> **YOUR TASK**: Render every entry verbatim.

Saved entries
◆ ◆ ◆ ◆ ◆
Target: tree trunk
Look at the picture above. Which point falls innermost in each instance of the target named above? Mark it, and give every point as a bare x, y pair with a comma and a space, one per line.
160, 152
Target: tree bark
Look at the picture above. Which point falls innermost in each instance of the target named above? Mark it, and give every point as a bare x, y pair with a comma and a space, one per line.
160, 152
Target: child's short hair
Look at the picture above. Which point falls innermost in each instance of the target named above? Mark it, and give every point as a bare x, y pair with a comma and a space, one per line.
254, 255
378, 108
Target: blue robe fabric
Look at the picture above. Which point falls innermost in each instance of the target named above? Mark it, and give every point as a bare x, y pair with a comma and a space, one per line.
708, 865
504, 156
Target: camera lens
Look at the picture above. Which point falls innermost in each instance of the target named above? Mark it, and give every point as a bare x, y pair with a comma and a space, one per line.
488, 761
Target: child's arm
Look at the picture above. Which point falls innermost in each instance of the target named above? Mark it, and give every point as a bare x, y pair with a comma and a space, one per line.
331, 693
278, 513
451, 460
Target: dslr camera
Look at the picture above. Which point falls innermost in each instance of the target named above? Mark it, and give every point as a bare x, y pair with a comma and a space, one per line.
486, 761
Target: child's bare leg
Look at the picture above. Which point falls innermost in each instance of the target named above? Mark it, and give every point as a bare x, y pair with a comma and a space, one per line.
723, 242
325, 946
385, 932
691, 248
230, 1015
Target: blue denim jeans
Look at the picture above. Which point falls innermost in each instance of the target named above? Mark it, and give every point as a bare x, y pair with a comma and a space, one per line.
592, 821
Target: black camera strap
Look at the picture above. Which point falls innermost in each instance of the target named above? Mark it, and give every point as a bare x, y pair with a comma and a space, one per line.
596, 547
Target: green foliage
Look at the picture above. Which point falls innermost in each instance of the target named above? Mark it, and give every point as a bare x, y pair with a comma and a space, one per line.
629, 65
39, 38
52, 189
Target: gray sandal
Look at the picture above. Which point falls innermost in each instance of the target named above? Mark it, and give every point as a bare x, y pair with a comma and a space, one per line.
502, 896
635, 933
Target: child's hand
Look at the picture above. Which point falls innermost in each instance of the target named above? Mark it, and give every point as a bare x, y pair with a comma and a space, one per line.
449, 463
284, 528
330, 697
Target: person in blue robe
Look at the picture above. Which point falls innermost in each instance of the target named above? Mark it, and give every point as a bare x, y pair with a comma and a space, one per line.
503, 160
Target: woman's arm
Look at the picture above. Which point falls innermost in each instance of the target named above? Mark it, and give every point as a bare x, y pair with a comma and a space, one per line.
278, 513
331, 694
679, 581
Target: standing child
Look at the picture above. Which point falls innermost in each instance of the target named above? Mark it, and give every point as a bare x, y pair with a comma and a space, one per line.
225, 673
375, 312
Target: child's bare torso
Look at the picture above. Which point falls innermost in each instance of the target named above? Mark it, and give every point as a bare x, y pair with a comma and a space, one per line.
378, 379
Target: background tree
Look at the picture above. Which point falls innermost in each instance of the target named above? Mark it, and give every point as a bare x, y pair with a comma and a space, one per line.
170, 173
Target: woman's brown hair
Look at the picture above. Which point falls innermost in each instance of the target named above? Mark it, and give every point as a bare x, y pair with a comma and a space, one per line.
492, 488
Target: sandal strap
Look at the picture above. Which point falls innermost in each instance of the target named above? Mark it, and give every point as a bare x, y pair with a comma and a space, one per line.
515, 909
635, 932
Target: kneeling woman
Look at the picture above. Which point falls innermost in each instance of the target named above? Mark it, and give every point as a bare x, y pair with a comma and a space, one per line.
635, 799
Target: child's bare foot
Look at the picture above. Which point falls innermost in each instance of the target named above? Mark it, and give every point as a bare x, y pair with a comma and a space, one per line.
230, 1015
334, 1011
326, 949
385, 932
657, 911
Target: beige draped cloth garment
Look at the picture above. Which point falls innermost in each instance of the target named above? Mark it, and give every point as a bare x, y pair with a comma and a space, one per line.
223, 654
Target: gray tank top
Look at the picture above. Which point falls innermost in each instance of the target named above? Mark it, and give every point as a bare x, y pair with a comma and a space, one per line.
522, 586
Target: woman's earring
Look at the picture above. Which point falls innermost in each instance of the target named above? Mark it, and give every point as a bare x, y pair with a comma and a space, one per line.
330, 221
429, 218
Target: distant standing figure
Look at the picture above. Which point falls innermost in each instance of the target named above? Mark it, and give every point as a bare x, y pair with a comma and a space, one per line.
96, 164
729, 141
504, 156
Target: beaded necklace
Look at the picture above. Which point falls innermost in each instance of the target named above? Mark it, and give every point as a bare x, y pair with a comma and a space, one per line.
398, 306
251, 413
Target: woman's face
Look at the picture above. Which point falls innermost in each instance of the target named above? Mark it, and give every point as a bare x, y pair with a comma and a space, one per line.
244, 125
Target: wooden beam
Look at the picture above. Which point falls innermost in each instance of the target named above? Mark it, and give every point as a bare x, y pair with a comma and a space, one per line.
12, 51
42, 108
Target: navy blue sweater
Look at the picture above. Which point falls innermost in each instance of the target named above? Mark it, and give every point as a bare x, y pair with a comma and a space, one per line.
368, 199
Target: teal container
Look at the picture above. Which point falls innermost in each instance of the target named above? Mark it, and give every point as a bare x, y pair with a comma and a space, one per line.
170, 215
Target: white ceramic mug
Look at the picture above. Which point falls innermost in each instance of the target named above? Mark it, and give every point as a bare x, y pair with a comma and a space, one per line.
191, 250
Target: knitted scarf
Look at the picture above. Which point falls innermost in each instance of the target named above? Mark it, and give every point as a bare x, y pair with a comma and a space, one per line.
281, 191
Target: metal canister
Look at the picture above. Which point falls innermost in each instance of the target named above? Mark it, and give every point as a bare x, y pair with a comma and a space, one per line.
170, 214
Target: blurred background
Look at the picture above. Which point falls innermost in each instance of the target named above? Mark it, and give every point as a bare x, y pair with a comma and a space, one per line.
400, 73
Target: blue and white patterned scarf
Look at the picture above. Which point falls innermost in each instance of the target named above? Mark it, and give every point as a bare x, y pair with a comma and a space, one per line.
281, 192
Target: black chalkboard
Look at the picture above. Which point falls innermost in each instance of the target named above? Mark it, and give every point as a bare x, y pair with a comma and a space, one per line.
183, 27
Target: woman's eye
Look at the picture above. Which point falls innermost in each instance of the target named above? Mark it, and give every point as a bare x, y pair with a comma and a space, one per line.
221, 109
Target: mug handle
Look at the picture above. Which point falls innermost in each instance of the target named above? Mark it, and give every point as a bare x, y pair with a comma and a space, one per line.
◆ ◆ ◆ ◆ ◆
> **RESPONSE**:
Target: tree trunk
Look at the picture above. Which point falls innermost in each instance of the target named above? Mark it, and give every point as a bare x, y pair with a comma and a space, one per line.
160, 152
Target: tree bark
Look at the picture above. Which point falls innermost in each instance of the target named above? Mark it, and give every point as a bare x, y pair with a comma and a space, one per line.
160, 152
Target: child's short hair
Look at the picture above. Which point falls innermost in each instance of the target named above? Mark it, and give every point as a bare x, y pair with a comma and a space, one per line.
254, 255
378, 108
Target: blue robe fabric
Look at the picture above. Which point falls innermost in each instance of the target named above? Mark it, and give every point as a bare x, y pair with a comma and a space, one per line.
708, 865
504, 156
Target: camera lens
Look at the picture above. Which point falls innermost in each instance of the target named above? Mark it, and give every point as a bare x, y pair with a comma and a space, one per line.
488, 761
Target: child's arm
Look at the picture above. Which point falls innermost in each instance of the target named above? Mark it, and give every point as a bare x, y pair with a comma and a space, one per line.
331, 693
278, 513
451, 460
Target: dslr camera
Look at the picture above. Which point falls innermost in each instance of the target named above? Mark it, and give every point as a bare x, y pair with a comma and a space, one per line.
486, 761
Target: child's bare leg
Look at the picture above. Which point falls innermost in each instance of the target named above? Mark it, and give every point as a bare x, y pair with a comma and a space, one per line.
723, 242
325, 946
385, 932
691, 248
230, 1015
Target: blue denim jeans
Look at the picture above. Which point falls innermost in each instance of the target named above? Mark it, and give every point as a bare x, y pair with a comma and a space, one per line.
592, 821
Target: black camera strap
Look at the picture above. Which point falls innermost in each instance of the target named above? Mark it, and give every point as a bare x, y pair with a comma and a space, one per line.
596, 547
Target: green foliage
Look at the picture above. Which point falls innermost in each instance of the target named above? Mark it, and give every point as a bare x, y pair with a comma and a space, one per line.
629, 65
39, 38
52, 189
Target: gray sandal
Look at the picture above. Which point falls innermost in each instance of the target named above? Mark it, and give every point as a bare x, y pair with a comma and a space, one per line.
502, 896
635, 933
Target: child's hand
Look at the picture above. Which point falls innermost in each instance of the target named above? Mark it, and give every point as a bare x, y pair with a comma and a space, one per line.
449, 463
284, 528
330, 697
Target: person in blue robe
Look at the picture above. Which point falls innermost in each instance of the target named above? Mark it, and give every point as a bare x, y pair with a comma and a space, one per line.
503, 160
Target: woman's arm
Look at the picture above. Which point falls innermost in each instance of the target named above? Mark it, and give every point as a bare x, y pair with a comma and a space, one per line.
278, 513
331, 694
679, 581
Target: standing child
Look at the picture above. Which point falls innermost in each instance of the target named above? Mark it, and give every point as a bare x, y pair with a comma and a space, one per line.
225, 673
375, 312
Target: child's bare torso
Look at the picture above. Which point falls innermost in each instance of the target named above? Mark it, and give every point as a bare x, y pair with a comma and a space, one per line.
378, 379
Target: background tree
Look at the picture above. Which point falls innermost in each instance of the target named above? Mark it, and give every point as a bare x, y pair with a comma and a space, one per line.
170, 173
Target: woman's brown hair
Look at the picture above. Which point falls innermost in each instance of the target named above? Mark it, and give every point as a bare x, y pair with a comma and a space, one per line.
492, 488
Target: sandal strap
Look at the picture above. Which point falls innermost in each instance of the target named above? Mark it, and give every point as a bare x, y pair with a comma and a space, one per line.
515, 909
635, 932
Target: kneeling woman
Look at the picture above. Which point falls innermost in each instance of the target named above? Mark it, and give every point as a bare x, y pair with a comma and a space, one per line.
635, 799
Target: child's bare foot
Look at the picture above. Which point falls innermost in each instance of the target named above? Mark it, and give every point as a bare x, y pair with a comma and a space, one per line.
230, 1015
334, 1011
326, 949
385, 932
657, 911
Target: beige draped cloth garment
Look at the picture above. Which point falls innermost in each instance of the target named above? Mark it, and give every point as a bare x, y pair with a comma and a space, one per line.
223, 654
Target: gray tank top
Look at the picture above. Which point falls innermost in each instance of the target named above? Mark it, and give every point as a bare x, y pair with a comma and a space, one per line.
522, 586
Target: woman's earring
Look at the picture above. Which point falls innermost in each instance of the target named above? Mark it, and give every point as a bare x, y pair with a comma and a space, one per line.
330, 221
429, 218
Target: distant standing figure
Look at the picture above. Which point falls innermost in each instance of the target named above? Mark it, and give every point as a bare x, y pair with a comma and a space, one per line.
96, 164
729, 141
504, 156
Target: beaded necklace
Look at the picture above. Which point falls innermost in each instance of the target named above? Mark it, and give every point as a bare x, y pair with a comma and a space, one per line.
398, 306
251, 413
Target: woman's face
Look at the picture above. Which point falls innermost in each instance of the target named above? Mark it, and give every point as a bare x, y pair with a comma and a space, one per line.
244, 125
Target: wooden beam
Look at the picture above. Which point falls innermost in each instance of the target named above? Mark it, and give every point as a bare x, y pair with a comma and a space, one per line.
12, 51
42, 108
Target: navy blue sweater
Look at the picture above. Which point falls innermost in each instance of the target named above? Mark it, and give every point as a bare x, y pair with a comma and a space, one per line.
368, 199
Target: teal container
Look at the picture above. Which point falls innermost in each instance of the target named above? Mark it, and give every point as a bare x, y pair with a comma and a space, one per line.
170, 215
Target: white ceramic mug
Look at the picture above. Which point falls innermost in each instance of the target named above? Mark it, and give every point as a bare x, y pair with a comma and a space, one per line.
191, 250
Target: knitted scarf
Look at the picture above. Which point falls innermost in each instance of the target named above? Mark it, and give every point as a bare x, y pair with a comma and a space, one per line.
281, 191
Target: metal canister
Look at the picture above. Which point falls innermost in each instance of the target named above? Mark it, and give every point as a bare x, y pair with a comma and a space, one per line.
170, 214
Target: blurred background
Look at the picture above. Which point falls innermost in each instance of the target named above? Mark it, and give every point as a bare x, y pair with a comma and a space, one per line.
400, 73
Target: blue and white patterned scarf
Look at the picture above. Which point falls innermost in each instance of the target named above? Mark it, and give every point as a bare x, y pair with a comma and a space, one per line.
281, 192
Target: black chalkboard
Look at the picture above. Which point falls innermost in each instance of the target named above? Mark it, and give every point as a bare x, y pair with a comma and a space, one per line.
183, 27
Target: woman's eye
Look at the picture above. Which point falls innermost in each instance of the target named above? Mark it, and give every point as a bare x, y pair with a comma and a space, one per line.
221, 109
Target: mug handle
Look at the picture above. Which point falls innermost in each instance of the target named above? Mark it, and give every point as a bare x, y pair with a comma and a space, one per line.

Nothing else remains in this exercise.